═════ WORKING DATA

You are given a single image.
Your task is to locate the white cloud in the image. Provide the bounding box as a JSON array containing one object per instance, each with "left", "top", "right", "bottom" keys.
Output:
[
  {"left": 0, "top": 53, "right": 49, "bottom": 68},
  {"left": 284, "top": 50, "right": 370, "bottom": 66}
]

══════════

* [WHAT YOU NEED TO DO]: Can you change "white cloud" to "gray cloud" throughout these lines and write them out again with nothing else altered?

* [COMPLETED EXERCISE]:
You are given a single image.
Your task is to locate the gray cloud in the image. Provide the bounding box as a JSON array containing one object per instance, each with "left", "top", "right", "bottom" keys.
Output:
[
  {"left": 0, "top": 53, "right": 49, "bottom": 68},
  {"left": 284, "top": 50, "right": 370, "bottom": 66}
]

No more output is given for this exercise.